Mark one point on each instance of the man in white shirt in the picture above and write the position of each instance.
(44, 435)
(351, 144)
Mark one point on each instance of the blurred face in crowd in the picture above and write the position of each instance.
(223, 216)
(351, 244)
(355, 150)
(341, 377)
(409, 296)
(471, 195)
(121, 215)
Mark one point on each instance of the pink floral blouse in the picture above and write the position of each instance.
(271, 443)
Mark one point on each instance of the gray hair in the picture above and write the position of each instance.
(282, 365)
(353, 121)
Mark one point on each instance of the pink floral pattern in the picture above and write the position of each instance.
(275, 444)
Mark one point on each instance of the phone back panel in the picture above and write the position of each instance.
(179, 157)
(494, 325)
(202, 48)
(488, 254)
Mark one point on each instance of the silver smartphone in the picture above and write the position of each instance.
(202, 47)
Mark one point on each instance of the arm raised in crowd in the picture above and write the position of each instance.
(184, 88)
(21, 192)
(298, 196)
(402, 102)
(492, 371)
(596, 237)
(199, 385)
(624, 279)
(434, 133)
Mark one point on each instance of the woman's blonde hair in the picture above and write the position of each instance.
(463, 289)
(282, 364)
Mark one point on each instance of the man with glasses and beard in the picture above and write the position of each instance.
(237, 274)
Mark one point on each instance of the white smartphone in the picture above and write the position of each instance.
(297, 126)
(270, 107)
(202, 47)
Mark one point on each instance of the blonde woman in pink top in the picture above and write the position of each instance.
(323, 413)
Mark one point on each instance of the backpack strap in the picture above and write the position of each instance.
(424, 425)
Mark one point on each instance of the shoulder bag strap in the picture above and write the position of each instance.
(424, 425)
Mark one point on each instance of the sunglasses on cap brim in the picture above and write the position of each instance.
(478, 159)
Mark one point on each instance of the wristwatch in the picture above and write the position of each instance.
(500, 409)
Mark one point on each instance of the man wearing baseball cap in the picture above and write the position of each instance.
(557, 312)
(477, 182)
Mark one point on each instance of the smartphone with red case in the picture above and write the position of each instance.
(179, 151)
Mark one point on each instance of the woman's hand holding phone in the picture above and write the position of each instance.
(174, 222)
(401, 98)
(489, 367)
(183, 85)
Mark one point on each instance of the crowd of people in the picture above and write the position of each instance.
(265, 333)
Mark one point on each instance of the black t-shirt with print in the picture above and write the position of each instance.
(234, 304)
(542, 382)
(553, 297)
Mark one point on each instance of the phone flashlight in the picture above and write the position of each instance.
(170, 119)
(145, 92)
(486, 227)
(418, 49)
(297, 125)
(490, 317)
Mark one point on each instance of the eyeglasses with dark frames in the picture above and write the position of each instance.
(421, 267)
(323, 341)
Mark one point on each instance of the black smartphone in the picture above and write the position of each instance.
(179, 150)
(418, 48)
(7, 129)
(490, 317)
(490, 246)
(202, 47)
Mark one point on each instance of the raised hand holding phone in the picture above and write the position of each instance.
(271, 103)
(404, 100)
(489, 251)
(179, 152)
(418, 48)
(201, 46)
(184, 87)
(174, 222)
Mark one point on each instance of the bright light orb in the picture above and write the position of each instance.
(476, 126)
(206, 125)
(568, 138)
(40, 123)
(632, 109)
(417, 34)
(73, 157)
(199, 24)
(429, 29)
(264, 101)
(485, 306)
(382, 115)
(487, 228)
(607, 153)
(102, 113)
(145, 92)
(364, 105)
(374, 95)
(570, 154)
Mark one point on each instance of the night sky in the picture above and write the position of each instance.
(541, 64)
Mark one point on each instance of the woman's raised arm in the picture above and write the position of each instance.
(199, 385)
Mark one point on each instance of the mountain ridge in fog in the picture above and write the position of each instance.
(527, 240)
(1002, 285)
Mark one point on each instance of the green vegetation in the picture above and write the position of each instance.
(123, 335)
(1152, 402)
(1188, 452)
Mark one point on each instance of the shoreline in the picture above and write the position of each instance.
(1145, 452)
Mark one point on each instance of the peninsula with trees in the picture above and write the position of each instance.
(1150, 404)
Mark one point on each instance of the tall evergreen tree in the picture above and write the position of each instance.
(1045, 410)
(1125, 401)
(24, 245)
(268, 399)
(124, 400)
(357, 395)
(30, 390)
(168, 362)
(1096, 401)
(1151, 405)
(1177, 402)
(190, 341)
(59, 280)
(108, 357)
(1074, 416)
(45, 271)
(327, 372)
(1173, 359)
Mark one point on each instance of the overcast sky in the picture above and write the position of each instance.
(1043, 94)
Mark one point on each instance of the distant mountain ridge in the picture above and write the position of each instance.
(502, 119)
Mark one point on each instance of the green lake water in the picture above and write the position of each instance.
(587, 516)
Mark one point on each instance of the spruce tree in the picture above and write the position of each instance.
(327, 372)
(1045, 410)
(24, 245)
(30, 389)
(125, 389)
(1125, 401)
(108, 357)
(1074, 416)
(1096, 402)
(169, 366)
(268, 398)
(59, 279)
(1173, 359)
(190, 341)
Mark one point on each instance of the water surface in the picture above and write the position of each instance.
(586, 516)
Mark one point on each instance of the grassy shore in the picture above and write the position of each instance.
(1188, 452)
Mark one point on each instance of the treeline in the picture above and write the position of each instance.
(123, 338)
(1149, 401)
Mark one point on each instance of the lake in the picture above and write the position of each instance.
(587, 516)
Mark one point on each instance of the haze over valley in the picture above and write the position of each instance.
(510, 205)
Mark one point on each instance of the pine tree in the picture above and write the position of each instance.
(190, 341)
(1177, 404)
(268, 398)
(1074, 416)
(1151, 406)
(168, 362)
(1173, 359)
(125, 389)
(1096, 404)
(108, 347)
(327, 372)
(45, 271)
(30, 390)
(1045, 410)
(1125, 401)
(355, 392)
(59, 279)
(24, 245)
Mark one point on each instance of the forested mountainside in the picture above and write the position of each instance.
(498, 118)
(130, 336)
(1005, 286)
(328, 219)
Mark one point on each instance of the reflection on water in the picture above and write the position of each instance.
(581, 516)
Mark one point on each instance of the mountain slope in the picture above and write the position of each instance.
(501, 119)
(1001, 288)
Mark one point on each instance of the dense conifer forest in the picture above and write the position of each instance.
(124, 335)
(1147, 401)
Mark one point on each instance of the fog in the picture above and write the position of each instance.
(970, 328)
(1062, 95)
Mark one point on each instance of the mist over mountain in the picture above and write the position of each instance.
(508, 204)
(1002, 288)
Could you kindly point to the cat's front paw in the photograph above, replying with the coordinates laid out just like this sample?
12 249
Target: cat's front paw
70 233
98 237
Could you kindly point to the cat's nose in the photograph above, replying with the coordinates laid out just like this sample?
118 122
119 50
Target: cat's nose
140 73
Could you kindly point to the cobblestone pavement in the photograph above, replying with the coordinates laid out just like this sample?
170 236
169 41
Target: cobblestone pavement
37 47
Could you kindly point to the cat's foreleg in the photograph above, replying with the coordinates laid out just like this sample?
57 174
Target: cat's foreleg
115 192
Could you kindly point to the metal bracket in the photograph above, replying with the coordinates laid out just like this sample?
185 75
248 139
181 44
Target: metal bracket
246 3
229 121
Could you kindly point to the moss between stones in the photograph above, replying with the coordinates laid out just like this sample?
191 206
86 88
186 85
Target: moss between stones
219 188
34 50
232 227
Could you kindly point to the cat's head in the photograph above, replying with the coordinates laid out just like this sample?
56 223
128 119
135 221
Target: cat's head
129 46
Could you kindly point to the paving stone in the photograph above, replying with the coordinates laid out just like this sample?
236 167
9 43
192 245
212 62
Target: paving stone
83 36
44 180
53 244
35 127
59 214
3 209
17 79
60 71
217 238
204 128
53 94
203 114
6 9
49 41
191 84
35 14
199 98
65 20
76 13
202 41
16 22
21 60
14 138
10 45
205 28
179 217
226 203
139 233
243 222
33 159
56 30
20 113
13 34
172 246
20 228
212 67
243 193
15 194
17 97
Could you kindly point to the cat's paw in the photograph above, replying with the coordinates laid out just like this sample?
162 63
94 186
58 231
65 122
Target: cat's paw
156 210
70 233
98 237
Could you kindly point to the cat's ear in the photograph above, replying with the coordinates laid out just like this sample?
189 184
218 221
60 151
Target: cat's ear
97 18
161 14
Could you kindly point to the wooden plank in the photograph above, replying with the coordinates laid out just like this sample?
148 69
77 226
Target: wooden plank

________

* Your task
Copy every line above in which the string "wooden" shows up.

* Response to the task
Could you kindly point to the wooden plank in the photograph above, replying with the coordinates laid out just like this sample?
Target: wooden plank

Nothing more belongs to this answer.